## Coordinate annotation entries
***
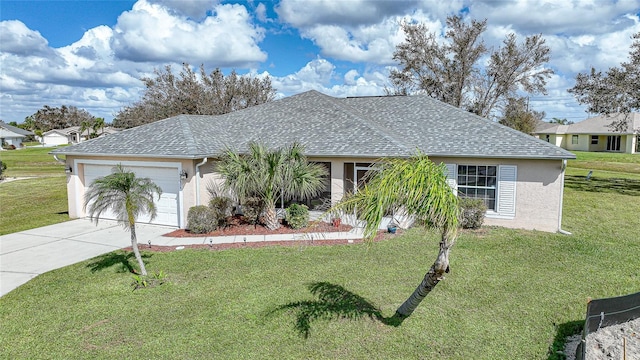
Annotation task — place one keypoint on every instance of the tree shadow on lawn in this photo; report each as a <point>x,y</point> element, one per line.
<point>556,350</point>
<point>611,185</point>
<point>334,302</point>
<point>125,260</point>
***
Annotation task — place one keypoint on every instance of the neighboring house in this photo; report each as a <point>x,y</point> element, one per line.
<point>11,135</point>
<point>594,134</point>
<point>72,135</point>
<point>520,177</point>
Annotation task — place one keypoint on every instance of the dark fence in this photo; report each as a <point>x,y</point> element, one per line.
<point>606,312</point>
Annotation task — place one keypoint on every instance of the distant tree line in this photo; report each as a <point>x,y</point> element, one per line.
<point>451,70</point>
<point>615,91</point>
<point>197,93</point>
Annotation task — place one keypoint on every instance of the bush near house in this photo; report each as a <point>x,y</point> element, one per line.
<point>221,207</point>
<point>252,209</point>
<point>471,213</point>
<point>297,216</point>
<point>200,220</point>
***
## EXERCISE INSTRUCTIONS
Copy the items above word for word, from the line containing "of the distant" through the line containing "<point>200,220</point>", with both of those lines included.

## RESPONSE TO THE TASK
Annotation task — place one keypoint on every instance of the distant tree line in this photo; report each as a <point>x,y</point> element, one per line.
<point>451,70</point>
<point>615,91</point>
<point>197,93</point>
Annotation task — place one keypoint on every instance of the bush near house in this photo; report each as a <point>x,y</point> element, one per line.
<point>221,207</point>
<point>252,209</point>
<point>471,213</point>
<point>297,216</point>
<point>200,220</point>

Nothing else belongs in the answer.